Natural language region descriptions
────────
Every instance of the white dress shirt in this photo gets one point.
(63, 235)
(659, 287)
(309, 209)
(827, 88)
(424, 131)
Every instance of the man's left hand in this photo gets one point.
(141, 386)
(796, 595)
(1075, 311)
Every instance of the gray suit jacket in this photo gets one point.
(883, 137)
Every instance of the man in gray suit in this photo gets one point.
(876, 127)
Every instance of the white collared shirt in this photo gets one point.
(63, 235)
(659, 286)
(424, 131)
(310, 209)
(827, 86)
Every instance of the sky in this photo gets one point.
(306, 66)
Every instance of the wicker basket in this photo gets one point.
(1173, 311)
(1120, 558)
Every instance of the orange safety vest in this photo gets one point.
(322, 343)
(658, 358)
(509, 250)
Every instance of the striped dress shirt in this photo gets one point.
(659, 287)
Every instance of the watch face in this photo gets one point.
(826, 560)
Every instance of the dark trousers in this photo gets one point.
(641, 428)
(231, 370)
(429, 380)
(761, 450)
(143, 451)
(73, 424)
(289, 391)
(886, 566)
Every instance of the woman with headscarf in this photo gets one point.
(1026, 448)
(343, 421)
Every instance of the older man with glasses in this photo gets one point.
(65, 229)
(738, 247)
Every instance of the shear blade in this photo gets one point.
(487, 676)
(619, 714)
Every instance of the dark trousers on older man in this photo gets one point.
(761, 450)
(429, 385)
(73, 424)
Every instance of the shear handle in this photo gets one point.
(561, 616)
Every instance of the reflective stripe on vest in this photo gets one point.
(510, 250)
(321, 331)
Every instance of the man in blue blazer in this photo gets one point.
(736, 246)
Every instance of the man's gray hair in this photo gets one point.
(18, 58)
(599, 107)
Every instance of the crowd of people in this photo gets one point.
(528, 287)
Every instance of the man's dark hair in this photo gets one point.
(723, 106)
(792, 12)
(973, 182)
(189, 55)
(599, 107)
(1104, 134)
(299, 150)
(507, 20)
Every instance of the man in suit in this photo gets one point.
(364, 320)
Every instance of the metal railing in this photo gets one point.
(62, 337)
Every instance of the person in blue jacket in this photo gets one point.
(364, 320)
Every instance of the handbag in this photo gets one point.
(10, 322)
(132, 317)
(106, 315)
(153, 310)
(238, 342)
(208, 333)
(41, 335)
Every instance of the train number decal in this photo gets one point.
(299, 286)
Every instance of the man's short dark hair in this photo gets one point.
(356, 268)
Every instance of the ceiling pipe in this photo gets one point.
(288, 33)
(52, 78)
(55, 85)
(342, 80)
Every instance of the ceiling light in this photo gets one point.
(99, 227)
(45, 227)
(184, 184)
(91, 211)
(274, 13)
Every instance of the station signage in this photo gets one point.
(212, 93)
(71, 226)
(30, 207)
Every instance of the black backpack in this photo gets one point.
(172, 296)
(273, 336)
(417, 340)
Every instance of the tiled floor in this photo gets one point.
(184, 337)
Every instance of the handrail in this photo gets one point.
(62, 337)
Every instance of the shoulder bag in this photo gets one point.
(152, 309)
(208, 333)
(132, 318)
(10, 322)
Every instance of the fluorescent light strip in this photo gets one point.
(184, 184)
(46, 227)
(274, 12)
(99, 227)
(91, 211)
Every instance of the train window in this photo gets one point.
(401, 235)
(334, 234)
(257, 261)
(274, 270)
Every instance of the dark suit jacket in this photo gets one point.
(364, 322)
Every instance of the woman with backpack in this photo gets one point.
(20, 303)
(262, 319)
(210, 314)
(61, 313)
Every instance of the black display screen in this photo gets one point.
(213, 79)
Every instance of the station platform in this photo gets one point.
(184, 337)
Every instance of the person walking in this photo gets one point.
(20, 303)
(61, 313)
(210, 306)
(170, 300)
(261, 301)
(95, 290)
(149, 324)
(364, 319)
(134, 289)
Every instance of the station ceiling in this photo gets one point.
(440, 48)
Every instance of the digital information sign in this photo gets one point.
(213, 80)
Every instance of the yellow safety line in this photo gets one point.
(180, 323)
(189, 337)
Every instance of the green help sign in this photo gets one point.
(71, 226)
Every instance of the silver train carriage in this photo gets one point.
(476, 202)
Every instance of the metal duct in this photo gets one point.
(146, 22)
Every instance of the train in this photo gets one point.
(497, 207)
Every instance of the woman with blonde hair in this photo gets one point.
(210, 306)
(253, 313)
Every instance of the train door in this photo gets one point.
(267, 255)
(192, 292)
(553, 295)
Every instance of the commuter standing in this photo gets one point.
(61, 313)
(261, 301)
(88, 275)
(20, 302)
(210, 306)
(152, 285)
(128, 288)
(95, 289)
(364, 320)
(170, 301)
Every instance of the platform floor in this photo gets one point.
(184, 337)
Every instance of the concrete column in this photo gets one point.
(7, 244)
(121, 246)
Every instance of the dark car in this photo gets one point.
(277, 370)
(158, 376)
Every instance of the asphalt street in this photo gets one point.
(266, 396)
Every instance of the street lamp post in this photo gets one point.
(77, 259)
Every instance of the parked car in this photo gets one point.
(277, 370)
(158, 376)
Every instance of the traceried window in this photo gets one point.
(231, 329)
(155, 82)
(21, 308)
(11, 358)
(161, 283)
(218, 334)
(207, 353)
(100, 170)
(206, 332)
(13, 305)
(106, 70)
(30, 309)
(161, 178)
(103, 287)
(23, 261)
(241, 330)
────────
→ **Work instruction**
When answering, write out each of the lines above exactly as given.

→ **Written answer**
Every instance of the white dress shirt in this photo gets one point.
(63, 235)
(659, 287)
(309, 209)
(827, 88)
(424, 131)
Every instance of the man's left hand in this photo gets one point.
(141, 386)
(796, 595)
(1075, 311)
Every instance of the gray suit jacket in this photo gets one point.
(883, 137)
Every instance of the man in gray suit in this photo gets one point.
(876, 127)
Every instance of the white collared shirt in this photo gets one point.
(63, 235)
(659, 286)
(424, 131)
(310, 209)
(827, 86)
Every instance of the sky in this photo gets one point.
(306, 66)
Every instance of the wicker basket in this photo gets one point.
(1173, 311)
(1120, 558)
Every instance of the orange safety vest in this photo gets one point.
(322, 343)
(658, 358)
(509, 250)
Every instance of the striped dress shirt in this photo gets one point.
(659, 287)
Every instance of the watch face in this photo gets one point.
(826, 560)
Every instance of the dark trousers in this photo gets one point.
(641, 428)
(231, 370)
(429, 380)
(761, 450)
(143, 451)
(73, 424)
(289, 391)
(886, 566)
Every instance of the woman with headscarf in this photo gets one point.
(1026, 448)
(343, 421)
Every instance of the older man with glasses in this photo gets one point.
(65, 229)
(738, 247)
Every instance of the shear blade in this photo gets one point.
(487, 676)
(619, 714)
Every instance of the dark trousers on older man in this photo gets one point.
(761, 450)
(429, 385)
(73, 424)
Every instance of the shear handle in this photo gets one point.
(561, 616)
Every instance of the reflective stripe on vest in this photo gets one point.
(510, 250)
(321, 331)
Every instance of the man in blue blazer in this photo gets one point.
(736, 246)
Every instance of the man's gray hair in this photo gets one point.
(18, 58)
(599, 107)
Every instance of the crowd of people in this photo gets one point.
(528, 287)
Every instance of the man's dark hair in this photo gets one point.
(723, 106)
(792, 12)
(973, 182)
(189, 55)
(599, 107)
(1104, 134)
(299, 150)
(507, 20)
Every instance of the man in suit in this photo gets one point.
(364, 320)
Every instance of the metal railing in this photo gets one point.
(62, 337)
Every instance of the person in blue jacket in this photo gets one point.
(364, 320)
Every instance of the handbag in this photo gets one point.
(10, 322)
(132, 317)
(106, 315)
(153, 310)
(238, 342)
(208, 333)
(41, 335)
Every instance of the train number decal in this photo gets one point.
(299, 286)
Every instance of the man's short dark hair in this photo gets one point.
(356, 268)
Every instance of the ceiling pipe in this photo gets one point.
(288, 33)
(52, 78)
(55, 85)
(342, 80)
Every instance of the ceiling light in this photo gets one point.
(99, 227)
(45, 227)
(184, 184)
(91, 211)
(274, 13)
Every instance of the station signage in this photo gets one point.
(212, 93)
(71, 226)
(30, 207)
Every instance of the black backpack in this photo gets one point.
(172, 296)
(273, 336)
(417, 340)
Every instance of the tiled floor in this photo gets one point.
(184, 337)
Every instance of the handrail in this photo gets one point.
(62, 337)
Every instance of the shoulder bag in this photo gets one point.
(152, 309)
(208, 333)
(132, 318)
(10, 322)
Every instance of the fluorescent light strip in this photo gets one point.
(184, 184)
(46, 227)
(274, 12)
(99, 227)
(91, 211)
Every instance of the train window in this photo gets one point.
(401, 235)
(334, 234)
(257, 261)
(274, 270)
Every instance of the dark suit jacket in this photo gets one point.
(364, 322)
Every instance of the woman with backpack in this photo gets one point.
(20, 303)
(262, 319)
(210, 314)
(61, 313)
Every instance of the black display screen in this photo gets one point.
(213, 79)
Every instance of the station platform in this photo gets one point.
(184, 337)
Every instance of the person walking in this photo gets one point.
(20, 303)
(61, 313)
(210, 306)
(170, 300)
(261, 301)
(95, 290)
(149, 324)
(364, 319)
(134, 289)
Every instance of the station ceiling in this photo gets one point.
(440, 48)
Every instance of the digital information sign in this photo gets one point.
(213, 80)
Every instance of the yellow safety line in this photo gets one point.
(180, 323)
(189, 337)
Every instance of the green help sign in this photo gets one point.
(71, 226)
Every instance of the silver train carriage in this photo gets one point.
(476, 202)
Every instance of the metal duct in this photo gets one point.
(146, 22)
Every instance of the train in this photo gets one point.
(497, 207)
Every instance of the woman with blonde hair in this photo gets one point.
(210, 306)
(253, 313)
Every instance of the train door in this photo gets one point.
(267, 255)
(192, 292)
(553, 295)
Every instance of the commuter standing in this photo gets one point.
(61, 313)
(261, 301)
(88, 275)
(20, 302)
(210, 306)
(152, 285)
(128, 288)
(95, 289)
(364, 320)
(170, 301)
Every instance of the platform floor in this photo gets one point.
(184, 337)
Every instance of the concrete column in this photo gets one point.
(7, 244)
(121, 246)
Every instance of the dark car in this photo gets one point.
(277, 370)
(158, 376)
Every instance of the asphalt street in this photo gets one point.
(266, 396)
Every instance of the street lamp post in this photo gets one point.
(77, 259)
Every instance of the parked car in this photo gets one point.
(277, 370)
(158, 376)
Every instance of the traceried window in this photo gets one point.
(231, 329)
(155, 82)
(21, 308)
(11, 358)
(161, 283)
(218, 334)
(207, 353)
(100, 170)
(206, 332)
(13, 305)
(106, 70)
(30, 309)
(161, 178)
(103, 287)
(23, 261)
(241, 330)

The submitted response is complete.